ИСХОДНЫЙ ТЕКСТ:

········

– Виктор Петрович, вы связали жизнь с литературой, хотя по профессии инженер. Почему после школы вы пошли в физики?
– Потому что гуманитарные науки в моё время в школе (это 50-е годы, начиная с 44-го, я в 54-м школу окончил) были очень формализованные и нечестные.
Всё было пронизано идеологией, очень плохое преподавание литературы, географии, история вся на вульгарном марксизме построена, особенно отвратительной литература была, потому что смотрели на неё исключительно с социальной точки зрения: этот плохой, раз он помещик, этот хороший, раз крестьянин, этот «лишний» человек, раз Онегин.

········

ПРЕДОСТАВЛЕННЫЕ ДАННЫЕ:
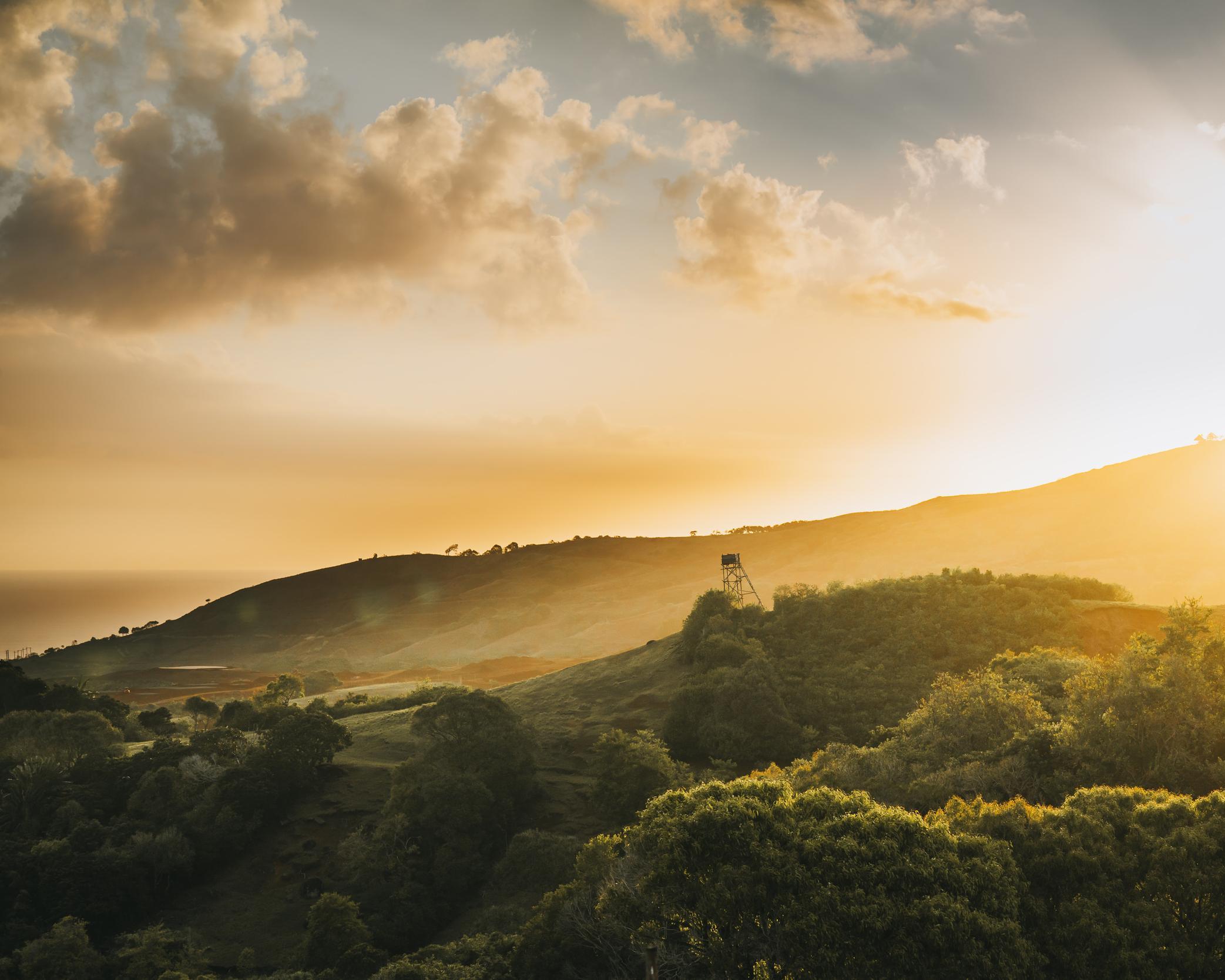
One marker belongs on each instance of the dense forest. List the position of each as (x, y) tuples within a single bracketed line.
[(904, 778)]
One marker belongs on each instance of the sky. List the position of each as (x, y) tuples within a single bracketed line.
[(287, 283)]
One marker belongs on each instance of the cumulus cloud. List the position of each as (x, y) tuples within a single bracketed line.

········

ЗАДАНИЕ A:
Ответьте на вопросы по интервью:
(i) Кто Виктор Петрович по профессии?
(ii) В каком году он окончил школу?
(iii) С какой точки зрения, по его словам, смотрели на литературу в школе?
ЗАДАНИЕ B: Перепишите без изменений фрагмент интервью. Начните со слов «Всё было пронизано» и остановитесь после слов «человек, раз Онегин.».
ЗАДАНИЕ C:
Согласуются ли с интервью эти утверждения? Ответьте «да» или «нет» и приведите решающие слова текста.
(i) Виктор Петрович окончил школу в 54-м году.
(ii) Географию, по его словам, в школе преподавали хорошо.
(iii) Историю в школе строили на вульгарном марксизме.

ОТВЕТ К ЗАДАНИЮ A:
(i) Инженер.
(ii) В 54-м.
(iii) Исключительно с социальной.

ОТВЕТ К ЗАДАНИЮ B:
Всё было пронизано идеологией, очень плохое преподавание литературы, географии, история вся на вульгарном марксизме построена, особенно отвратительной литература была, потому что смотрели на неё исключительно с социальной точки зрения: этот плохой, раз он помещик, этот хороший, раз крестьянин, этот «лишний» человек, раз Онегин.

ОТВЕТ К ЗАДАНИЮ C:
(i) Да: «я в 54-м школу окончил».
(ii) Нет: «очень плохое преподавание литературы, географии».
(iii) Да: «история вся на вульгарном марксизме построена».